> _The task_
Please reproduce, exactly and with nothing else, every line from the one containing "In this exercise you will locate the balcony railing" through the last line of the records below.

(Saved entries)
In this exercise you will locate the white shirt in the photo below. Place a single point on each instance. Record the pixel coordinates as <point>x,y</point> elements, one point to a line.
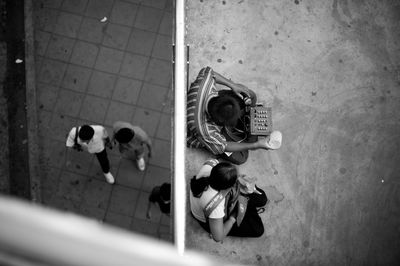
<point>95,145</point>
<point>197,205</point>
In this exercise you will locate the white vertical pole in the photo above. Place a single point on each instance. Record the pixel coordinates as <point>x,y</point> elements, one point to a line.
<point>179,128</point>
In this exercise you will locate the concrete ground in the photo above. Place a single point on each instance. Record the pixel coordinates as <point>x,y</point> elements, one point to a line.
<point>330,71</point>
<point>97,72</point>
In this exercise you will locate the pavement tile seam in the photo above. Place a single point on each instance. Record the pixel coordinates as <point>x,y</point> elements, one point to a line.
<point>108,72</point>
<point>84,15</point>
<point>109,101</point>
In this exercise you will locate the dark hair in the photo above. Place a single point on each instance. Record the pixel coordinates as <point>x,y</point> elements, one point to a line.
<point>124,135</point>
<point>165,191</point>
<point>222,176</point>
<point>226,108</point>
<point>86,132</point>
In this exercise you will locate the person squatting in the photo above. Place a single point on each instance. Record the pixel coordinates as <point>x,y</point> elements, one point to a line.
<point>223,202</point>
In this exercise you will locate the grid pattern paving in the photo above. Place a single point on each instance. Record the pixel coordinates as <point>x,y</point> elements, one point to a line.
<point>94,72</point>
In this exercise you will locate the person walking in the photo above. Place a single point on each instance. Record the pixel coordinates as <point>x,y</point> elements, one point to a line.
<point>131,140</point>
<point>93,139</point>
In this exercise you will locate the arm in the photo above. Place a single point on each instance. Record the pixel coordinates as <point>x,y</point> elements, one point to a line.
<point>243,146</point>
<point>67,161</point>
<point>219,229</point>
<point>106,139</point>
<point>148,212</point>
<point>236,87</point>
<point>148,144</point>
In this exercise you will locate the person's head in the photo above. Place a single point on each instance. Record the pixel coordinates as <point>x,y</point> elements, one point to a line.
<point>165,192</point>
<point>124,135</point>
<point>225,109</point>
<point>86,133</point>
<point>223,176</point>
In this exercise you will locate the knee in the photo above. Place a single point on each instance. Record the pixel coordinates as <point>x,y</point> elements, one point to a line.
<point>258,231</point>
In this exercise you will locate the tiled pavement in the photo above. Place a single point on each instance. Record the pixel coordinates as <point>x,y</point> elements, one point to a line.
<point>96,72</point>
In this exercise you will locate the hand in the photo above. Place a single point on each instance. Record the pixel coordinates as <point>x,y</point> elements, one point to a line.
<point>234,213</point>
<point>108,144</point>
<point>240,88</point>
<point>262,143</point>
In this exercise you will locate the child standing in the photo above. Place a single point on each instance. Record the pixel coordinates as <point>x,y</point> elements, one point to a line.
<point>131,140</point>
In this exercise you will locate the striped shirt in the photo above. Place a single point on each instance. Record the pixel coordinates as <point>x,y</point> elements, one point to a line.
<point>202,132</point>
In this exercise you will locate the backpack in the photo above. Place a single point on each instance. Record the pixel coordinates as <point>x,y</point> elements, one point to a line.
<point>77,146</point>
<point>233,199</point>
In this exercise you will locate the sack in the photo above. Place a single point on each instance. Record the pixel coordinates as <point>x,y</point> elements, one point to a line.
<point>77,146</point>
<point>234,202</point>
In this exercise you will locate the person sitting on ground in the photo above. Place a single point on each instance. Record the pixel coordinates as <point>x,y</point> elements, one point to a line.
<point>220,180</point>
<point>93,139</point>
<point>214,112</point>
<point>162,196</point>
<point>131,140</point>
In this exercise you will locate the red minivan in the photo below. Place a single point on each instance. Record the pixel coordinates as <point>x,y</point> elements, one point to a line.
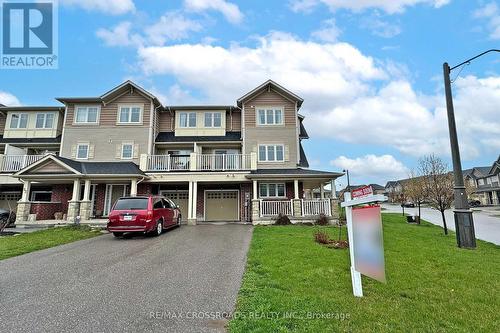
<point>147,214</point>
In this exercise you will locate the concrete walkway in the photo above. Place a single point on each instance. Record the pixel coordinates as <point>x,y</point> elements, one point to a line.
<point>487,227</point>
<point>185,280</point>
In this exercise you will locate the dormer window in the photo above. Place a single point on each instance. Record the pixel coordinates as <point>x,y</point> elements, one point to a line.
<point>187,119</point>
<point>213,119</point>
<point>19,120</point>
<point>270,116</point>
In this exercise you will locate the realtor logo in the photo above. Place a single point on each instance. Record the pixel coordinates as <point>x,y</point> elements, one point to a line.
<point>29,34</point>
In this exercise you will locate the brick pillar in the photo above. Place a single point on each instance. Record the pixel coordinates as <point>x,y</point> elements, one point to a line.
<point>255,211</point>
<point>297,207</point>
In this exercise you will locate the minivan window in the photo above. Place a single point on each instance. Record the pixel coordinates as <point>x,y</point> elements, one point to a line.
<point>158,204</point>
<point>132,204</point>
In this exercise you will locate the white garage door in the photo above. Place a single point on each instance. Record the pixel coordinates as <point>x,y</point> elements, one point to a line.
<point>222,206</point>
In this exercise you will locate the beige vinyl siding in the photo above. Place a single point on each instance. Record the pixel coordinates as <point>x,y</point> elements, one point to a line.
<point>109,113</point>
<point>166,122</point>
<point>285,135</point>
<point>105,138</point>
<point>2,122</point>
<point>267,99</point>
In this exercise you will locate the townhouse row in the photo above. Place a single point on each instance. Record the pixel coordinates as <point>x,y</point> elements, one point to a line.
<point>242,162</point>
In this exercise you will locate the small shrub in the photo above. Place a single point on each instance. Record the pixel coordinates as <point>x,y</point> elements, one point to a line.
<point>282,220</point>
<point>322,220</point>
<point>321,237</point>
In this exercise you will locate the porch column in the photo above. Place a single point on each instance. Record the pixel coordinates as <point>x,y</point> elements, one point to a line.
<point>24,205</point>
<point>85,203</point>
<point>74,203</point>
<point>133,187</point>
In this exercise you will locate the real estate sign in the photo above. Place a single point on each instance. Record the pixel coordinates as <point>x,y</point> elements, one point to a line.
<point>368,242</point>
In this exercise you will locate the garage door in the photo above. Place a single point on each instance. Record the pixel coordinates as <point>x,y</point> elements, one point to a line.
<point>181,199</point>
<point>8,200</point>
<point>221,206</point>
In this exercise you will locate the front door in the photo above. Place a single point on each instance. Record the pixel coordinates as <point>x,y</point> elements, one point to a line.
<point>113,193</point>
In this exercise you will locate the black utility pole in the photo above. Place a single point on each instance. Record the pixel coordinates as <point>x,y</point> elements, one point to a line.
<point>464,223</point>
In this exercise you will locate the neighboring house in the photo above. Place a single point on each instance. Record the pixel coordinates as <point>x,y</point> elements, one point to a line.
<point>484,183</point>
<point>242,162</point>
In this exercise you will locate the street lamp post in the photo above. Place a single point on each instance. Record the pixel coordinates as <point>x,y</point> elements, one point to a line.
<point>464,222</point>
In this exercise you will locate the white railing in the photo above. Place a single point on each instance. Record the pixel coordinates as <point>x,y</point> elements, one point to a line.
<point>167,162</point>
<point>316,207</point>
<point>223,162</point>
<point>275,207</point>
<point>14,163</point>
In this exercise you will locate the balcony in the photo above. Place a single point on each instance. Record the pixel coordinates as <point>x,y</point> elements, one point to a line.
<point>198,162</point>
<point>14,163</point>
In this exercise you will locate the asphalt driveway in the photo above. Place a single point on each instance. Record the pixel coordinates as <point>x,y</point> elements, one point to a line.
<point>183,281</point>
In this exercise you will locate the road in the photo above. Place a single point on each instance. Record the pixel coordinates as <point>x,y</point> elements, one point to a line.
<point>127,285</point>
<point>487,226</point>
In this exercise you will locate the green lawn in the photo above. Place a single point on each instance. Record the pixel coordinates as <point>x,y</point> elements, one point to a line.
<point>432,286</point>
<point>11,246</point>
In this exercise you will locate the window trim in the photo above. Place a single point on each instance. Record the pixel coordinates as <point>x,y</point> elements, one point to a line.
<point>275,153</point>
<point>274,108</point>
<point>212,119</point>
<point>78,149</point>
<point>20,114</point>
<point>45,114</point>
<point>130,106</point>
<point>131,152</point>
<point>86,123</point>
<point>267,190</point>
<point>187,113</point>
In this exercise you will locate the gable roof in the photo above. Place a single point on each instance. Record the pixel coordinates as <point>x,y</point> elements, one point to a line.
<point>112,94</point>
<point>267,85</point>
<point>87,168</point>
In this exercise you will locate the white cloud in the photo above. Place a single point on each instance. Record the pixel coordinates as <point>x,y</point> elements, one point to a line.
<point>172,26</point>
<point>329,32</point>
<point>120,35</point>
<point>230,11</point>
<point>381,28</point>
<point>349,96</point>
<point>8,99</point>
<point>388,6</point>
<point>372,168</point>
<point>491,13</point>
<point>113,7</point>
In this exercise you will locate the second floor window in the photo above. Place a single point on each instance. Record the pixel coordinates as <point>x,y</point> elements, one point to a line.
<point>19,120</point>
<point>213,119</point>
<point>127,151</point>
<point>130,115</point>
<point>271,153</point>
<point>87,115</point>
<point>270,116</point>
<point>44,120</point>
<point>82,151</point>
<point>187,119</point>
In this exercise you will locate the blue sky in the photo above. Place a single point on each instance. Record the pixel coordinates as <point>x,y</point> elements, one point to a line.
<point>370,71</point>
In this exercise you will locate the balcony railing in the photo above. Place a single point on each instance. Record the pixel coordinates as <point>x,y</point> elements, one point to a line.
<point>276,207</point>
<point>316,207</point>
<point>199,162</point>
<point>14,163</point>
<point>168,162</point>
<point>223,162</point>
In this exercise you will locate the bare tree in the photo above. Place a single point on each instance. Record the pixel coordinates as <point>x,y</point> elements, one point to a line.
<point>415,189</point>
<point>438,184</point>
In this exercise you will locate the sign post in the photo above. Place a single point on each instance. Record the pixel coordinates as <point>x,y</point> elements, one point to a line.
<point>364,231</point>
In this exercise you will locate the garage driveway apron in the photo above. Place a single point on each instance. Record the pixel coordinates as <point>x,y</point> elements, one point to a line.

> _Result_
In this exercise you will locate the balcony railing in the photo above. Place a single point on each instance. Record the pixel coordinates as <point>x,y</point> elements, one point to a line.
<point>276,207</point>
<point>316,207</point>
<point>199,162</point>
<point>14,163</point>
<point>168,162</point>
<point>223,162</point>
In this exercise you will locate the bare tree in the photo above. Place a single point on each instance. Record the pixel coordinates as <point>x,y</point> elements, one point to a line.
<point>415,189</point>
<point>438,184</point>
In this exercise you will locate the sign post in the photo above. Place a single point on each instance. Record the pixel coordinates as <point>x,y</point> elements, one point to a line.
<point>364,231</point>
In this exercise you will locate the garage driveway apron in the photo above. Place a single point on each instance. Record the pixel coordinates as <point>x,y</point> elements, one point to a line.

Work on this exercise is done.